Directions | Please decide whether each statement below agrees with the patent claims on vapor blocking valve diagnosis, answering yes or no and quoting the deciding words of the claims. 1. In claim 8, the vapor blocking valve is commanded to open in the first state. 2. Lowering a purge flow ramp rate during a vapor canister purge event is one of the mitigating actions. 3. The canister purge valve is positioned between the fuel vapor canister and an intake system.

Source text |
============================================================

4. The evaporative emission control system of claim 1, where diagnosing the operational condition of the vapor blocking valve includes at least one of clipping and normalizing the first and/or second rates of change.

5. The evaporative emission control system of claim 1, where generating the vacuum in the fuel tank includes closing a canister vent valve and opening a canister purge valve and the vapor blocking valve, and where the canister purge valve is positioned between the fuel vapor canister and an intake system and the canister vent valve is positioned in a line coupled to the fuel vapor canister at a first end and opening to an ambient environment at a second end.

6. A method for diagnosing an evaporative emission control system, comprising:

during a first state of a vapor blocking valve, determining a first rate of change of a fuel tank vacuum;

during a second state of the vapor blocking valve different from the first state, determining a second rate of change of the fuel tank vacuum; and

diagnosing an operational condition of the vapor blocking valve based on the first and second rates of change.

7. The method of claim 6, where the vapor blocking valve includes a breathing component allowing a metered fuel vapor flow there through in a closed configuration.

8. The method of claim 6, where in the first state the vapor blocking valve is commanded to close and in the second state the vapor blocking valve is commanded to open.

9. The method of claim 6, further comprising generating the vacuum in the fuel tank prior to determining the first rate of change.

10. The method of claim 9, where generating the vacuum in the fuel tank includes closing a canister vent valve and opening a canister purge valve and the vapor blocking valve, and where the canister purge valve is positioned between a fuel vapor canister and an intake system and the canister vent valve is positioned in a line coupled to the fuel vapor canister at a first end and opening to an ambient environment at a second end.

11. The method of claim 6, further comprising triggering a vapor blocking valve degradation indicator when the diagnosed operational condition is a degraded condition.

12. The method of claim 6, further comprising implementing one or more mitigating actions when the diagnosed operational condition is a degraded condition.

13. The method of claim 12, where the one or more mitigating actions includes lowering a purge flow ramp rate during a vapor canister purge event.

14. The method of claim 6, where the steps of determining the first and second rates and change of the fuel tank vacuum are implemented during a steady state condition.

15. The method of claim 6, where diagnosing the operational condition of the vapor blocking valve based on the first and second rates of change includes at least one of clipping and normalizing the first and/or second rates of change.

============================================================

Stored records
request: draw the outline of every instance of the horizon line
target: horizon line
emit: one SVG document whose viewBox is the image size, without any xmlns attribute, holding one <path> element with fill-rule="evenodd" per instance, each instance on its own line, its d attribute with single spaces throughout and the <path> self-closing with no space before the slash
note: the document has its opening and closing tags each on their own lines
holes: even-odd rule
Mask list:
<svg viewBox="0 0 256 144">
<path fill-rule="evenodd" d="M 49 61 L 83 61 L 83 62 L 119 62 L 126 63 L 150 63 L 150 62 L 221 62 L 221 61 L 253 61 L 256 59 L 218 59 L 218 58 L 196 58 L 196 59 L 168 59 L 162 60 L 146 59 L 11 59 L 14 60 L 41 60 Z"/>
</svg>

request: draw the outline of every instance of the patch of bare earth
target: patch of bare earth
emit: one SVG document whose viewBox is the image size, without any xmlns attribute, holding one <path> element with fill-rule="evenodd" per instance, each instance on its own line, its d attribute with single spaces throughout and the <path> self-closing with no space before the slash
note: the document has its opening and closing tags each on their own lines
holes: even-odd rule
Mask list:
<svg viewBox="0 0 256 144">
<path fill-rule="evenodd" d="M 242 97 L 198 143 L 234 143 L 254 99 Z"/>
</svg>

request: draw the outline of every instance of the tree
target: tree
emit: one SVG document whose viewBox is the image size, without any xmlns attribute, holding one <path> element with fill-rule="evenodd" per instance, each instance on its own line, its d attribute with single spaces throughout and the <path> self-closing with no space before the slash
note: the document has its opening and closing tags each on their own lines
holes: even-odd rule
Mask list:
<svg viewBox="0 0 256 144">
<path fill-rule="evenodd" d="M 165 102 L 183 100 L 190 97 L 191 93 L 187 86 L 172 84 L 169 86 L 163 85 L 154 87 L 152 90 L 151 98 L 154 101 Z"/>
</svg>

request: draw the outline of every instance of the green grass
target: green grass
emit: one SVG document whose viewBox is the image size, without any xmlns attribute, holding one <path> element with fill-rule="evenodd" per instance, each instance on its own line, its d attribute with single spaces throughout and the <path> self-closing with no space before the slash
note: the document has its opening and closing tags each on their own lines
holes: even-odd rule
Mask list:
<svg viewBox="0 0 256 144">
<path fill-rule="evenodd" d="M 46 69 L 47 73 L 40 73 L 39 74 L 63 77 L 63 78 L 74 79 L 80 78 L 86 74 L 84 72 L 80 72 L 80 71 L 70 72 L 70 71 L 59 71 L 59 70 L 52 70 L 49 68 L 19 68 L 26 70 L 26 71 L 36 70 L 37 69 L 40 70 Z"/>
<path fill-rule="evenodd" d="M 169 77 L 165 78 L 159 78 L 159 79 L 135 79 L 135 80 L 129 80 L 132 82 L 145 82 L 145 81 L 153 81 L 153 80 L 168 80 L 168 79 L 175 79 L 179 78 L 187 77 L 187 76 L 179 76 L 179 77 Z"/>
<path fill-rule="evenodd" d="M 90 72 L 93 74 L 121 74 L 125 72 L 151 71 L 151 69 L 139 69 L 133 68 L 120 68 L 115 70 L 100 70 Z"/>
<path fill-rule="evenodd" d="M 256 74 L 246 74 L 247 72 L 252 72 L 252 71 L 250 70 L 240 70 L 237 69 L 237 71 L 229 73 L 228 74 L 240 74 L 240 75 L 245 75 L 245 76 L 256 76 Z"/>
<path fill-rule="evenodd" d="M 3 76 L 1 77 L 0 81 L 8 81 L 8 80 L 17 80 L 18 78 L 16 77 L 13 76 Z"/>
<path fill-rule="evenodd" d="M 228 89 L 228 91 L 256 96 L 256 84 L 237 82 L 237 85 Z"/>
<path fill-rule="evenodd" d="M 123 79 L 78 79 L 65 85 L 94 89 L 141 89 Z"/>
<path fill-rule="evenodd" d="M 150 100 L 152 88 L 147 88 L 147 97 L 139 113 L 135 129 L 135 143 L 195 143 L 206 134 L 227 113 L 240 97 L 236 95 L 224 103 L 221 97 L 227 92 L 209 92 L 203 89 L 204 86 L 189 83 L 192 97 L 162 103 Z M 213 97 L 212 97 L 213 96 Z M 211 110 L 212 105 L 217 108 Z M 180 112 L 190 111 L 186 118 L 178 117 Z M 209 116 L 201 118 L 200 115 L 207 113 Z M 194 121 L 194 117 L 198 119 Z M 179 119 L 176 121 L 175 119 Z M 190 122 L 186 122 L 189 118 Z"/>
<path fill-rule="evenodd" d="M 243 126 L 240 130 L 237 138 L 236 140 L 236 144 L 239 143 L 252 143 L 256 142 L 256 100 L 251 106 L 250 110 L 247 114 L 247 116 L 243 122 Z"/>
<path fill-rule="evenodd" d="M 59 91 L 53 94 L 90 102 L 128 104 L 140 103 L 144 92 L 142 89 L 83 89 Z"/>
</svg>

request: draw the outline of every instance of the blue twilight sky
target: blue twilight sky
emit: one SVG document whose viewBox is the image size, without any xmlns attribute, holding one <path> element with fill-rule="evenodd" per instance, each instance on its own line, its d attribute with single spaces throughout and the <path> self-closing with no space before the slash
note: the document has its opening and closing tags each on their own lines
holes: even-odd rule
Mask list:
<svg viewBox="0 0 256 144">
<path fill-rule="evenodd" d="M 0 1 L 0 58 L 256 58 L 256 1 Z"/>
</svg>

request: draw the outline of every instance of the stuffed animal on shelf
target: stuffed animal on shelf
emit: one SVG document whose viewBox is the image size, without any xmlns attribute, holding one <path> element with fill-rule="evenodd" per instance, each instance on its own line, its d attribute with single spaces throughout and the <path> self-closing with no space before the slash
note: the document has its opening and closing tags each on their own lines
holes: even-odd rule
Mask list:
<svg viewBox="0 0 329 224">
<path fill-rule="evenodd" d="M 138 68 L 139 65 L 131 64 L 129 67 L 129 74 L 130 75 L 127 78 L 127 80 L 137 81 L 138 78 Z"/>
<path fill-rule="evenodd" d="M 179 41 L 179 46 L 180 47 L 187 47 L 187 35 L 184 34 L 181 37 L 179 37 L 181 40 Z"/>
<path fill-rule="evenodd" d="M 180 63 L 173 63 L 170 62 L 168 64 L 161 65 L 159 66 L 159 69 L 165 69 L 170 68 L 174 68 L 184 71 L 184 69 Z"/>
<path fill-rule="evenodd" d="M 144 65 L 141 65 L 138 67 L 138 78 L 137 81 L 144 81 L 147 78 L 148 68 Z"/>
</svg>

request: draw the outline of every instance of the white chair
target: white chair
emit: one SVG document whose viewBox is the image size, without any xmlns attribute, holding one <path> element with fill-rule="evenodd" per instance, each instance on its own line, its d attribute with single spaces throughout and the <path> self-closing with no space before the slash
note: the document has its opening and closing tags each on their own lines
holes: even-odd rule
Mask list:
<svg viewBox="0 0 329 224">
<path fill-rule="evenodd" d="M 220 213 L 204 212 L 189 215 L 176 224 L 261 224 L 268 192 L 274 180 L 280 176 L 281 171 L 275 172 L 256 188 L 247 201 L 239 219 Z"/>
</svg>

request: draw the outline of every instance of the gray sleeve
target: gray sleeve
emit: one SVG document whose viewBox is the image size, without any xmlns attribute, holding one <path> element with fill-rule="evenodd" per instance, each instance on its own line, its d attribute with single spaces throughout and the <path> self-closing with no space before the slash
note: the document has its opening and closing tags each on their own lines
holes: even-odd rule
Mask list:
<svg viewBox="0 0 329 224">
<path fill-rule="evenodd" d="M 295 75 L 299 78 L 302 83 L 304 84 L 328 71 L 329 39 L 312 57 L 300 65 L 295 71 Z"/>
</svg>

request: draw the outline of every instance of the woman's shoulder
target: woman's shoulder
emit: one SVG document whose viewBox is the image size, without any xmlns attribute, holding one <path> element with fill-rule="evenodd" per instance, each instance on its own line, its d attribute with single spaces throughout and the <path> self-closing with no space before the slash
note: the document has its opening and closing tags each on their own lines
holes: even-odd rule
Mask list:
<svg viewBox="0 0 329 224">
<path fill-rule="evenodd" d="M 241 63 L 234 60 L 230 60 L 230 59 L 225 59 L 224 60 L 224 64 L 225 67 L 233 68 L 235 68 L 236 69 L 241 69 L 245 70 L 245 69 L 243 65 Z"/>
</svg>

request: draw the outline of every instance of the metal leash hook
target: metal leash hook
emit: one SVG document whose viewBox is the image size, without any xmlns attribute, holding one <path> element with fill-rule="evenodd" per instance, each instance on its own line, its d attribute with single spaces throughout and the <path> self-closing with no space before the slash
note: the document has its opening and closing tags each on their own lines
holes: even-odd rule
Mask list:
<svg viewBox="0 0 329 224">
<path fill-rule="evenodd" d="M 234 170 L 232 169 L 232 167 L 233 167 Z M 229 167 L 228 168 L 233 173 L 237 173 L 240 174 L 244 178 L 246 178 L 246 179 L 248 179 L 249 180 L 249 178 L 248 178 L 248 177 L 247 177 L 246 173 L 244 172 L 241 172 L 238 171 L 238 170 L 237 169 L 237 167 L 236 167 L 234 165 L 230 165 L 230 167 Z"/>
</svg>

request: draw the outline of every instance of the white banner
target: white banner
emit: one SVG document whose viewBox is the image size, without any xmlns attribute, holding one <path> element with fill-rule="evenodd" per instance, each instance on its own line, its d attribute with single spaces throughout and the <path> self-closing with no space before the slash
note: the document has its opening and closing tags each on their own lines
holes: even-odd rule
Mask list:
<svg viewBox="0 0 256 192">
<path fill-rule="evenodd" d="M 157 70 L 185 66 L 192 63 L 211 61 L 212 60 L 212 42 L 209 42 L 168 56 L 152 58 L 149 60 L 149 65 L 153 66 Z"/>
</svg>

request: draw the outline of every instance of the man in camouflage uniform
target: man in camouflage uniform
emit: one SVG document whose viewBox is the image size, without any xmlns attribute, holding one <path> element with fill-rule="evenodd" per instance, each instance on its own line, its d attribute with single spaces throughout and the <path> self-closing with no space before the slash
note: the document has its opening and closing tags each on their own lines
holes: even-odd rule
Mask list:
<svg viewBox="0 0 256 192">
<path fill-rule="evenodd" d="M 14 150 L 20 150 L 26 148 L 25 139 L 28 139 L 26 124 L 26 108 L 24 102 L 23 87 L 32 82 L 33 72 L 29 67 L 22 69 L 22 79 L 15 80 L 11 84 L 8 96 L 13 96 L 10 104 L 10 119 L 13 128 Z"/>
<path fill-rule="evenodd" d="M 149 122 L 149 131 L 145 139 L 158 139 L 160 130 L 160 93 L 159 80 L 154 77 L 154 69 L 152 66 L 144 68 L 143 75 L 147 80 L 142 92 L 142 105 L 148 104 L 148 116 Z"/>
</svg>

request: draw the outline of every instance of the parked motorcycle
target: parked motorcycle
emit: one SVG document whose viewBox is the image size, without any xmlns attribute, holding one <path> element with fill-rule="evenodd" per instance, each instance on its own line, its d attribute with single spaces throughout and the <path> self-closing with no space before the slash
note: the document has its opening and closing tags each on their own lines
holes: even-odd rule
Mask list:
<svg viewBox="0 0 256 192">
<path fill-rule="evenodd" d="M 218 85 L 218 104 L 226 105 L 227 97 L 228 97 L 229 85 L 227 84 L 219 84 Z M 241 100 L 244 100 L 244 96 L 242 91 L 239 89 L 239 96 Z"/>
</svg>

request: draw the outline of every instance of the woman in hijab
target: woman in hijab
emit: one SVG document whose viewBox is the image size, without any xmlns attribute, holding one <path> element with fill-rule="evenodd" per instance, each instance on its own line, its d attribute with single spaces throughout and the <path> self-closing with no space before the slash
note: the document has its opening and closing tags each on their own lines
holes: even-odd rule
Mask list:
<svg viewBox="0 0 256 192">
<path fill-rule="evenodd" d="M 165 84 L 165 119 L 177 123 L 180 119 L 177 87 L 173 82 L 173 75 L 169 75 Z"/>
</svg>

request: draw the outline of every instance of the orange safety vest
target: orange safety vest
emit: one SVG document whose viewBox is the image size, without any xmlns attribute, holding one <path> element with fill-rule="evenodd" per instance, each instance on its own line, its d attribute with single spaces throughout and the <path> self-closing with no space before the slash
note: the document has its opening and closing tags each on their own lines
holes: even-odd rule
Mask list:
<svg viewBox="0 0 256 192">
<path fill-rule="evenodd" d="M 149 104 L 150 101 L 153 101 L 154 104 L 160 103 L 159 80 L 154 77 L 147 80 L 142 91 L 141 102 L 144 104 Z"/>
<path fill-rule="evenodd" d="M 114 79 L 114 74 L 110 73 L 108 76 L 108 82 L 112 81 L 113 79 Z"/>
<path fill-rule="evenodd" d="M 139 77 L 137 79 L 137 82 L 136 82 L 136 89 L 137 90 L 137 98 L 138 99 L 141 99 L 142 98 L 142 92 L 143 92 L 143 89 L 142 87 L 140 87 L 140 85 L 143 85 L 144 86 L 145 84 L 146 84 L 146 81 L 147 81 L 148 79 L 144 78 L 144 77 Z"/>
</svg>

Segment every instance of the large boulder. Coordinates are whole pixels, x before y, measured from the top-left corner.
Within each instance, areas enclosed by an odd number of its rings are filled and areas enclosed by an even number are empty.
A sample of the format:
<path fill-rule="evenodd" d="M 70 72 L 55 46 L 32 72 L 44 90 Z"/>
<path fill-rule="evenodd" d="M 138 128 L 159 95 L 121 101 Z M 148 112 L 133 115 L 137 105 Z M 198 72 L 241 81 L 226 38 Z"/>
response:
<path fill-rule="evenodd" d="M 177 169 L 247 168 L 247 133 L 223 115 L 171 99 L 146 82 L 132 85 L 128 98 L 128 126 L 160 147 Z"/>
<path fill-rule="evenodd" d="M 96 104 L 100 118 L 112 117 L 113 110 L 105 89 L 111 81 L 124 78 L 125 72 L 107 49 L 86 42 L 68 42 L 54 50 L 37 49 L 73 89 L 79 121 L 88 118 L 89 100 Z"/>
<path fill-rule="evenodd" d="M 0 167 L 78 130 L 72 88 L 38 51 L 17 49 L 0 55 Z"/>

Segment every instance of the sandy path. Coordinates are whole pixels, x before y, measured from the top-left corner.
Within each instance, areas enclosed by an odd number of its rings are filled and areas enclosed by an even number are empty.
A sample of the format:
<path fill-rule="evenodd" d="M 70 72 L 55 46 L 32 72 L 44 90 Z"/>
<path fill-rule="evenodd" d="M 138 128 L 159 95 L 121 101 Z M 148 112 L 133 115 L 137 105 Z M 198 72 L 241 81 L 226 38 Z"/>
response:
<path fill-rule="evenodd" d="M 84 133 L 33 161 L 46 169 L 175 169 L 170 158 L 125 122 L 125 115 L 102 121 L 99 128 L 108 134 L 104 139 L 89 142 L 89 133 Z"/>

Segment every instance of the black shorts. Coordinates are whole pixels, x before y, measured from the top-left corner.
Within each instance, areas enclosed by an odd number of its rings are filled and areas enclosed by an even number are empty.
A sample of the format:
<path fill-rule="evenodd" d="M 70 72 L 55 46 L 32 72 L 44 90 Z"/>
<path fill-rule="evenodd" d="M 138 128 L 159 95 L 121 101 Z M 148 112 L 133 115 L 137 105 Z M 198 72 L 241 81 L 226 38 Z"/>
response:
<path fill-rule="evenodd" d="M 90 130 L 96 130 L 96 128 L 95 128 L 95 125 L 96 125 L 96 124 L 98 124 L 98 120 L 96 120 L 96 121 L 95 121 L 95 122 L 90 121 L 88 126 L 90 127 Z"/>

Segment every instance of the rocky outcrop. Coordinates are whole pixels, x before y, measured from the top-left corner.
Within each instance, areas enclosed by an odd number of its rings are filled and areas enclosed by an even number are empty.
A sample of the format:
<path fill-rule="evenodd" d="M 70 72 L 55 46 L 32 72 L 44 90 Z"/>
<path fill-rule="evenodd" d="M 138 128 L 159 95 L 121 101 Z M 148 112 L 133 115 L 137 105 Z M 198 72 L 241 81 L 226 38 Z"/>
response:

============================================================

Solved exercise |
1. No: "in the first state the vapor blocking valve is commanded to close and in the second state the vapor blocking valve is commanded to open."
2. Yes: "the one or more mitigating actions includes lowering a purge flow ramp rate during a vapor canister purge event."
3. Yes: "the canister purge valve is positioned between a fuel vapor canister and an intake system."